◆ SUPPLIED TEXT
America at Large:If it wasn't for bad luck I wouldn't have no luck at all. - Booker T Jones (Born Under a Bad Sign).
His full name is Jesus Gabriel Sandoval Chavez and for over a dozen years he has fought under the nom de guerre "El Matador", but he probably ought to change it to something simpler, like Job.
He was born in Mexico but grew up in the United States and considers himself an American. (The INS, which has deported him twice, disagrees.) Chavez was 17 and living in Chicago when he assisted a friend in the botched robbery of a grocery store. He served four-and-a-half years in prison and was expelled from the country after his release.
Chavez hadn't set foot in Mexico since he was 10 years old, when the INS shipped him across the border with $50 in his pocket. He would shortly learn that in the land of his birth he was regarded as a "Pocho", meaning discoloured, or rotten - the Mexican equivalent of what Gringos call a "wetback".

[Entries from a dataset]
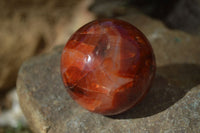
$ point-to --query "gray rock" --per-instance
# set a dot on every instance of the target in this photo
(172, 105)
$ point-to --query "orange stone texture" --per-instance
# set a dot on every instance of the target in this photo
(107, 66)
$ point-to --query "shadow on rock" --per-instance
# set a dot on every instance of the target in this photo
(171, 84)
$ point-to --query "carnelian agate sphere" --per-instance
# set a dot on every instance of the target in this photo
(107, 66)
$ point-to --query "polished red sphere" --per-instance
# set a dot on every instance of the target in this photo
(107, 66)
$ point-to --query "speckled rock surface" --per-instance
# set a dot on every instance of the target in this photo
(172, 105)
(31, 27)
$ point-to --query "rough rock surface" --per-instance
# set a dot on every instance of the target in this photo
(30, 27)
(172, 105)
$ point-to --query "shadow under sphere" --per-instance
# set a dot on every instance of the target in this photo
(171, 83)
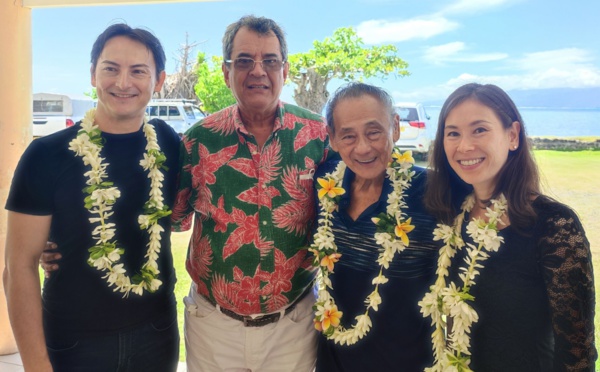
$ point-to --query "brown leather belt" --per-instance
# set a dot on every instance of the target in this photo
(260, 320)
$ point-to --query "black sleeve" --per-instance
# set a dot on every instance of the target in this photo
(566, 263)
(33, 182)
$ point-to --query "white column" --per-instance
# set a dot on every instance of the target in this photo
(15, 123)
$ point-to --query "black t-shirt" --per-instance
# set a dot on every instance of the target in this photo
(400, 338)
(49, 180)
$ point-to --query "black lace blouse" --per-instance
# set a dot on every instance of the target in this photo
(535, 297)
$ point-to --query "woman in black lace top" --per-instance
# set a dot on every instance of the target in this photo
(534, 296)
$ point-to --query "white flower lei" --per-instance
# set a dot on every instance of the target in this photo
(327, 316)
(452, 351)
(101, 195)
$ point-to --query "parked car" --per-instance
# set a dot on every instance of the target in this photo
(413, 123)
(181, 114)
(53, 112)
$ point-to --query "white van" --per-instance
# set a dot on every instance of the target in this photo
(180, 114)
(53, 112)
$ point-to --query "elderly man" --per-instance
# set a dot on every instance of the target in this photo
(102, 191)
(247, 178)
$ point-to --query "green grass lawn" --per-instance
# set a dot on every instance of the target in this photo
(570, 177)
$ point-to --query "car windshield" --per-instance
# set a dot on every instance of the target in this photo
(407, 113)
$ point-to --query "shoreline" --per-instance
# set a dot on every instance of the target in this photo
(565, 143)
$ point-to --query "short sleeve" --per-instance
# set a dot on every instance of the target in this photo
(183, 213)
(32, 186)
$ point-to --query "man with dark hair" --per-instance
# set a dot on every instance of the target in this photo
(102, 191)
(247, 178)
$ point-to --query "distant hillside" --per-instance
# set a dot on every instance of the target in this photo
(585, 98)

* * *

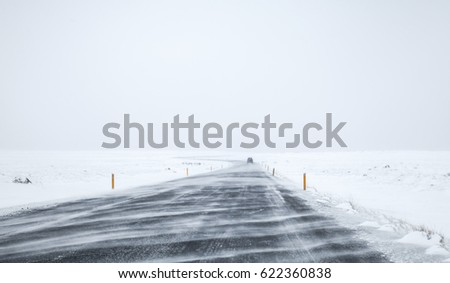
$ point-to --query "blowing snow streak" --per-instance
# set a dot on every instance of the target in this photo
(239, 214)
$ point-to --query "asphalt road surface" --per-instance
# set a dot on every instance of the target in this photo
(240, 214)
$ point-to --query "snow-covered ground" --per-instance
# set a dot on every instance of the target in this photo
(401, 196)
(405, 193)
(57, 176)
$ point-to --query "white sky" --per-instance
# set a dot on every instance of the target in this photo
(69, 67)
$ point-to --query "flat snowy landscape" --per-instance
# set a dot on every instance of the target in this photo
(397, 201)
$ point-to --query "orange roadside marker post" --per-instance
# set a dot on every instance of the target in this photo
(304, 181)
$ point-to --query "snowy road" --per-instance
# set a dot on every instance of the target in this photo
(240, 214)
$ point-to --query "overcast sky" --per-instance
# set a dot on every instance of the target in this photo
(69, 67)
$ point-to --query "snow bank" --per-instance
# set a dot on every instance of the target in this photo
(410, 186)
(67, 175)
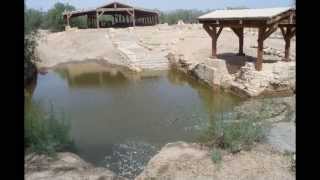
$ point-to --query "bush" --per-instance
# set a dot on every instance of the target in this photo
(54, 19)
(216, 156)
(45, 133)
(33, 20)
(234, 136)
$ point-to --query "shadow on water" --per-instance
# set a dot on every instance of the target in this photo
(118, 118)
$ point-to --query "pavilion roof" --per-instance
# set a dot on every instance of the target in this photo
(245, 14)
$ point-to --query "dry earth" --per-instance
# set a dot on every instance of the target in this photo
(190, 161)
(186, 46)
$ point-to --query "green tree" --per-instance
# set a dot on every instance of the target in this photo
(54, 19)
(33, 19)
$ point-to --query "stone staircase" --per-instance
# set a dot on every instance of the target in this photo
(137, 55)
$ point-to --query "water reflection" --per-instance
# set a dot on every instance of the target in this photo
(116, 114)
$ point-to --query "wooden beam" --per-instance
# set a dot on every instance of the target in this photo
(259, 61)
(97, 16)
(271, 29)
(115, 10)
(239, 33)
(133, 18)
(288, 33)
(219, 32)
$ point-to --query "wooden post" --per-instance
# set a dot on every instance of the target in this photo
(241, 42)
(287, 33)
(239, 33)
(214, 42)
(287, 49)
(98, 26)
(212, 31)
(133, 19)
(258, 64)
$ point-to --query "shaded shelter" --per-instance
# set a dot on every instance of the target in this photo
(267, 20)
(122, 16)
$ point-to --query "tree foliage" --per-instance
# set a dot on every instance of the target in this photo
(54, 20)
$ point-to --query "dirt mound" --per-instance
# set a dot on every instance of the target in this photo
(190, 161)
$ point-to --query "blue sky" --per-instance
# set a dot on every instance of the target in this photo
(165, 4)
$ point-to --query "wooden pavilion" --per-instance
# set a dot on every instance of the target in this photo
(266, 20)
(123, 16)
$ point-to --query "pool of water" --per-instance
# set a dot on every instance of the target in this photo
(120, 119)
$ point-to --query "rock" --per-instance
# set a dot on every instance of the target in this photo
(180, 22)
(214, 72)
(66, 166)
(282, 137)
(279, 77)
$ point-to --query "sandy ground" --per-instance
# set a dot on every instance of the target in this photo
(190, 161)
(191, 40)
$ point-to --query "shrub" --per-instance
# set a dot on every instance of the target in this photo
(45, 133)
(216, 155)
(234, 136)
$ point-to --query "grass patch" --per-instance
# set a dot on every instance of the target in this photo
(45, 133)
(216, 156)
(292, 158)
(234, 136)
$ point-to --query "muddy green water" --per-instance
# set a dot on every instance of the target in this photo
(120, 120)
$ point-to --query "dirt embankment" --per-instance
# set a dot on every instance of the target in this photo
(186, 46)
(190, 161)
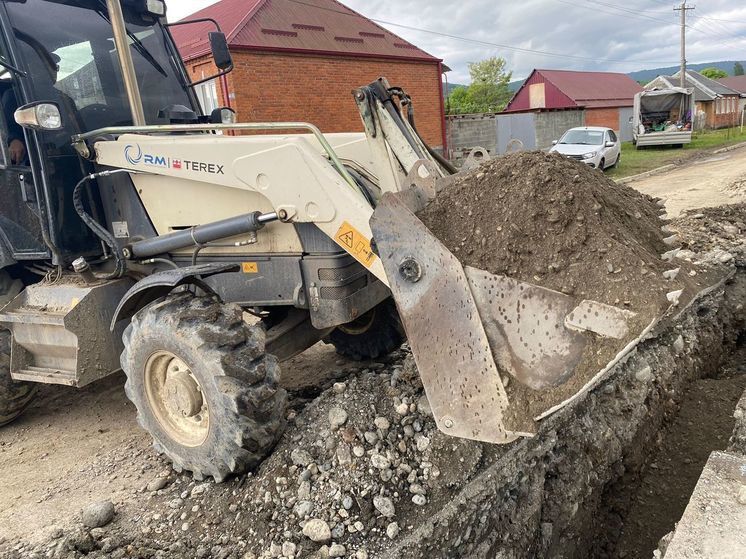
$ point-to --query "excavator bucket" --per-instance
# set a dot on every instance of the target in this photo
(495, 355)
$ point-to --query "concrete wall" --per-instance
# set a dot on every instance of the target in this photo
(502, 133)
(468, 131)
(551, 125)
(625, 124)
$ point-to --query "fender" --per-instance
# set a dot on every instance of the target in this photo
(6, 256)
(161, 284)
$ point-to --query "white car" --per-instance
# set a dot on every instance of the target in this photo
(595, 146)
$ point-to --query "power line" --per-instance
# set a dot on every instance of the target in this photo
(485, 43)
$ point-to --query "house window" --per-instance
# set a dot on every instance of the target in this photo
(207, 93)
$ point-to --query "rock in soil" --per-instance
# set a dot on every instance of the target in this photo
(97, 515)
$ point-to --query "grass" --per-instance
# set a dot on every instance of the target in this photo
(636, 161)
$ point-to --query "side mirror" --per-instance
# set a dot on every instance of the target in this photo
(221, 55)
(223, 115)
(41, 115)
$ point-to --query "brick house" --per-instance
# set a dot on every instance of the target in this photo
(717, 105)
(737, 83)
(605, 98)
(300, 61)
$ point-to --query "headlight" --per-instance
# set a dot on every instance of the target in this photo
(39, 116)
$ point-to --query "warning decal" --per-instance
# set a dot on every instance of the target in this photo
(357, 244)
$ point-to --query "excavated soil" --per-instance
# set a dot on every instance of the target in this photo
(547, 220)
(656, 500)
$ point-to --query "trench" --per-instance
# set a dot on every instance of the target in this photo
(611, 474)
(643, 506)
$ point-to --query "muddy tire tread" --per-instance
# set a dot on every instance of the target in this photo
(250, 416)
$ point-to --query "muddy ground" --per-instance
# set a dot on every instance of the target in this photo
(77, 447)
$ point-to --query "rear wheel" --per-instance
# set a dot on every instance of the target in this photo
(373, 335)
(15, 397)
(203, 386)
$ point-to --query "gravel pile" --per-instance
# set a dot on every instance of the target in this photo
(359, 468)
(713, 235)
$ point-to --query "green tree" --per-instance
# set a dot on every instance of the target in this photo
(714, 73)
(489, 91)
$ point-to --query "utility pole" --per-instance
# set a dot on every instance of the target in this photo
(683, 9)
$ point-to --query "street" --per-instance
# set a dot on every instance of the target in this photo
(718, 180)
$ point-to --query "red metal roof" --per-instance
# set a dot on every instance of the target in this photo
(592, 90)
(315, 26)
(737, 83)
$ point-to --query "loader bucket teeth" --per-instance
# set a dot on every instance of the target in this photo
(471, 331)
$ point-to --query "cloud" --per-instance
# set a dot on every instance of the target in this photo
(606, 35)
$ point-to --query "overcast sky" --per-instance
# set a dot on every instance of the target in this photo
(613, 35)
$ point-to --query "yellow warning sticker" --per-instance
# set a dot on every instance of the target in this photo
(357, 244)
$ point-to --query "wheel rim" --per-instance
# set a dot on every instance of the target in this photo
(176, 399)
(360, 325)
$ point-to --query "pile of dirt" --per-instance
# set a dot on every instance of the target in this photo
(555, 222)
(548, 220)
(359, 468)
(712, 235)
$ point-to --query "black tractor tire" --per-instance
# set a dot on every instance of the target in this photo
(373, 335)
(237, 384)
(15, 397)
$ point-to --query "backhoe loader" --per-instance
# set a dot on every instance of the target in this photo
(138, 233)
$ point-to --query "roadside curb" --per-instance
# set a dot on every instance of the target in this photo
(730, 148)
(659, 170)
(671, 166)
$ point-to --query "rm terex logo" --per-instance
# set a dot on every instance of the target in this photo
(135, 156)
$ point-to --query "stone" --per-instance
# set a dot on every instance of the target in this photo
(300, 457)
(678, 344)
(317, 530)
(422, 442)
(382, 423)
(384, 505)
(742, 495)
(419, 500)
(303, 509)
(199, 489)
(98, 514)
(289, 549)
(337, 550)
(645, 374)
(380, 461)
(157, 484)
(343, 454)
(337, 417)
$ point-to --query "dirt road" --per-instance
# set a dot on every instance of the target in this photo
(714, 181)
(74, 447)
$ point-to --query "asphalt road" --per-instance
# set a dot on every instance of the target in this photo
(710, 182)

* * *

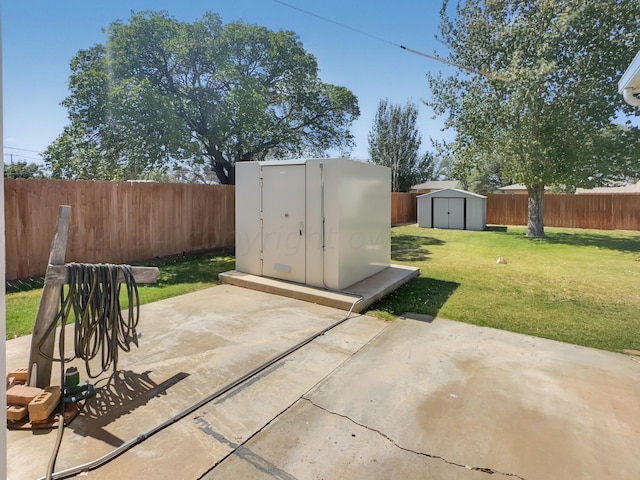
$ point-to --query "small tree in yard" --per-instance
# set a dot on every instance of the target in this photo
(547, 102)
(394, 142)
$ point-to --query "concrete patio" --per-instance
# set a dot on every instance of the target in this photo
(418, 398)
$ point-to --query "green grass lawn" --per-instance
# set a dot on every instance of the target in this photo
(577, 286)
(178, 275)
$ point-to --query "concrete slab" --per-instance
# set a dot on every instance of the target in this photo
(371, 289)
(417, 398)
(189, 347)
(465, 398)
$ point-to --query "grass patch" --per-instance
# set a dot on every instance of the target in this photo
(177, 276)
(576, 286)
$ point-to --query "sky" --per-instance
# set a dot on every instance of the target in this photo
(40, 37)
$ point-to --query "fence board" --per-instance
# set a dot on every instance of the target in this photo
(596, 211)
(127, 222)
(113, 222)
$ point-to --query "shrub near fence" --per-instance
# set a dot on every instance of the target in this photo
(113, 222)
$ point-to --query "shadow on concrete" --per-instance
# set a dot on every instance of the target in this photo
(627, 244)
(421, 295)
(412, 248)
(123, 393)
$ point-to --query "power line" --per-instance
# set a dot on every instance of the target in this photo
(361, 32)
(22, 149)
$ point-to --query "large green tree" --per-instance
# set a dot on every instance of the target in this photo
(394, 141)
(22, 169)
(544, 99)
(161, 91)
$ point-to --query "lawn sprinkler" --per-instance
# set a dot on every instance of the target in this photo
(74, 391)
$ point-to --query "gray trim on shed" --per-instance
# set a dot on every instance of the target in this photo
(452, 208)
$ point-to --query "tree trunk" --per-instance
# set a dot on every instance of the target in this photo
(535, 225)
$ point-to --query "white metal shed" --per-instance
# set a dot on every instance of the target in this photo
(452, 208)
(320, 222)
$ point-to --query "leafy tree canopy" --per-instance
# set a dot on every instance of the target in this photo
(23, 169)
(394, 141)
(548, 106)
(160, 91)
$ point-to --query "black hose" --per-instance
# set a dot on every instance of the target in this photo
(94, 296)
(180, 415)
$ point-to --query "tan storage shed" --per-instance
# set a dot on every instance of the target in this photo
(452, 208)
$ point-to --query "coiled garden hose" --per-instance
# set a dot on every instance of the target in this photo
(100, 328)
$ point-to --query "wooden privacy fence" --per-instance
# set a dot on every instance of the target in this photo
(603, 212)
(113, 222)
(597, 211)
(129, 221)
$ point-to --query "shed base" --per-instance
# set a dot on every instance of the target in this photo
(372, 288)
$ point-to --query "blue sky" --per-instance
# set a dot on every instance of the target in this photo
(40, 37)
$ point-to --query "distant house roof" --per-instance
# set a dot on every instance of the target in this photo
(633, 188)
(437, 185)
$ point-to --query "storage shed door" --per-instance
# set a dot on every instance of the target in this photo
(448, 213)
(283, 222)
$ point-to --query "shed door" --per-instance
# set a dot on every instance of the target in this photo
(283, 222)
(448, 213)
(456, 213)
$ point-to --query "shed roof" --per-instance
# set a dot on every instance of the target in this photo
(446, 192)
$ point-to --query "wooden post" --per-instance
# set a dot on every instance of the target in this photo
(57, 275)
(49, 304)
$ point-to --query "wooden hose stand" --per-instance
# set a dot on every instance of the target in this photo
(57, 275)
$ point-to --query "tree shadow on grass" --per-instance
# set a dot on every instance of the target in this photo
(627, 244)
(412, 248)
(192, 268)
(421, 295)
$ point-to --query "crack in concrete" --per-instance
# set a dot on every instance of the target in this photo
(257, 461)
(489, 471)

◆ REQUIRED WORK
Can you reproduce the America at Large column about Jesus Chavez word for word, in full? You won't need the entries for this.

◆ REPLY
America at Large:If it wasn't for bad luck I wouldn't have no luck at all. - Booker T Jones (Born Under a Bad Sign).
His full name is Jesus Gabriel Sandoval Chavez and for over a dozen years he has fought under the nom de guerre "El Matador", but he probably ought to change it to something simpler, like Job.
He was born in Mexico but grew up in the United States and considers himself an American. (The INS, which has deported him twice, disagrees.) Chavez was 17 and living in Chicago when he assisted a friend in the botched robbery of a grocery store. He served four-and-a-half years in prison and was expelled from the country after his release.
Chavez hadn't set foot in Mexico since he was 10 years old, when the INS shipped him across the border with $50 in his pocket. He would shortly learn that in the land of his birth he was regarded as a "Pocho", meaning discoloured, or rotten - the Mexican equivalent of what Gringos call a "wetback".